## Prompt:
Establish how many lines in the material include the string "Target" and report it as a lone number.

## Records provided:
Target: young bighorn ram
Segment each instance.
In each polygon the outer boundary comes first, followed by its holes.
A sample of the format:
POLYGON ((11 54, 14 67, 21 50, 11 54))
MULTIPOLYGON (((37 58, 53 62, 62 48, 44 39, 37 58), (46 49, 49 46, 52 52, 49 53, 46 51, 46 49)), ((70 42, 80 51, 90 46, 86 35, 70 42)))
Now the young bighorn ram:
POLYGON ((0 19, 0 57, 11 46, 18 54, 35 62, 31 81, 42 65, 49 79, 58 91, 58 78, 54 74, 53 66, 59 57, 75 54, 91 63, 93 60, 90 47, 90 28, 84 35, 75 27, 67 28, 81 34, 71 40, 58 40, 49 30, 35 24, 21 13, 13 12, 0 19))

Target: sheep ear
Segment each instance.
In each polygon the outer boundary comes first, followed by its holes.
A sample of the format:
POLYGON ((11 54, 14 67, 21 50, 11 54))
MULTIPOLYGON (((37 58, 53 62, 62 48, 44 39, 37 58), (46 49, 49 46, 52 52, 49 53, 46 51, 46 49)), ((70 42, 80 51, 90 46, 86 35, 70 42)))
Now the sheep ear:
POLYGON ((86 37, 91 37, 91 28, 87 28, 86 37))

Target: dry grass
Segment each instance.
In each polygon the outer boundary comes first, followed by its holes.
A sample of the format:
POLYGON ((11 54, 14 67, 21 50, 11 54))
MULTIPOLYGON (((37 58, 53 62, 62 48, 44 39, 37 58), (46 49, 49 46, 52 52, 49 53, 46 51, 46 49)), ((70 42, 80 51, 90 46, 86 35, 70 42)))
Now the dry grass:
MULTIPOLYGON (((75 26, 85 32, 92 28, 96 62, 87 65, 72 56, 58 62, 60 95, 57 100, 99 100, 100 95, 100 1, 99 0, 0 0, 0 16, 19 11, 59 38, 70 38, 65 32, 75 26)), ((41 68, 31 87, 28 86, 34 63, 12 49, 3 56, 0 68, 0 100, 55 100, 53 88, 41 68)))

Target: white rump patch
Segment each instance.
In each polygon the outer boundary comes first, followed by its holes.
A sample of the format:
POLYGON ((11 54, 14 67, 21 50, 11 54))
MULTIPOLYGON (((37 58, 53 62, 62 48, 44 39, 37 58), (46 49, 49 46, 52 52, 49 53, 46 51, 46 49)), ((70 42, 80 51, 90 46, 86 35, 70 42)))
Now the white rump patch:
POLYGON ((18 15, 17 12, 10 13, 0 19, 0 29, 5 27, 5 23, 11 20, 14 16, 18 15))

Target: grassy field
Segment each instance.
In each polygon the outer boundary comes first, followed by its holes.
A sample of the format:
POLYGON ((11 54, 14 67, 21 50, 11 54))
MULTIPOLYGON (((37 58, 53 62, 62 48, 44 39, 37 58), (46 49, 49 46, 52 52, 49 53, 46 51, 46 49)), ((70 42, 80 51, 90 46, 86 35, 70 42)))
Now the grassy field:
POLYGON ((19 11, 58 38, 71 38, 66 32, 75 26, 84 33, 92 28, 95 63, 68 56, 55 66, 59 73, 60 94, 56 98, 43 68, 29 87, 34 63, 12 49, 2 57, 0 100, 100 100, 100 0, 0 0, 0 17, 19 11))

...

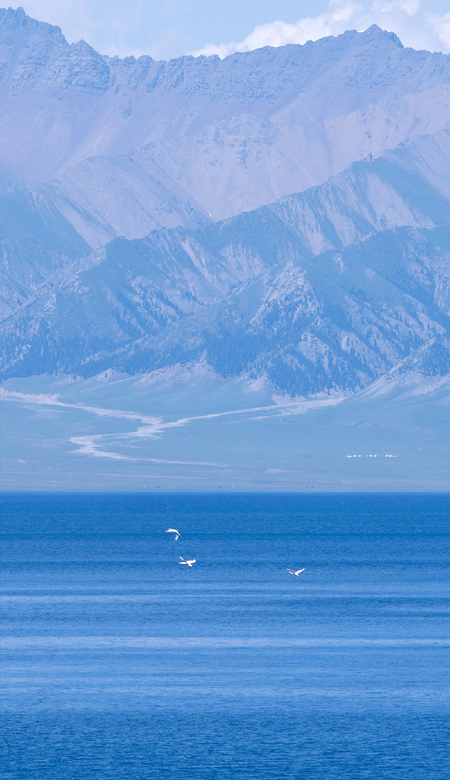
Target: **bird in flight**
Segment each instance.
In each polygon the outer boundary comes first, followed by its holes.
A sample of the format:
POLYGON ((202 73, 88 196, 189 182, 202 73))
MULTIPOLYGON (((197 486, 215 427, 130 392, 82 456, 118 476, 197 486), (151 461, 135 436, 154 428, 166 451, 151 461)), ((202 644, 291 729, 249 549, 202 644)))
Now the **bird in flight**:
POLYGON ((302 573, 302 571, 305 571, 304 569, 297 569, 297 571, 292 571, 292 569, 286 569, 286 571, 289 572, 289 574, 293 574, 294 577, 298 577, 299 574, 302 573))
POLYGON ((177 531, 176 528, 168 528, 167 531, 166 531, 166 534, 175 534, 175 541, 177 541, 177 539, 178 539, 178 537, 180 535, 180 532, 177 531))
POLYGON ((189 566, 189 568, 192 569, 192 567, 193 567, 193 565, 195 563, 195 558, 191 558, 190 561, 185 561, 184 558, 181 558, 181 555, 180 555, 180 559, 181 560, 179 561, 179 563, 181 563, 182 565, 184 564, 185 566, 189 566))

## Output below:
6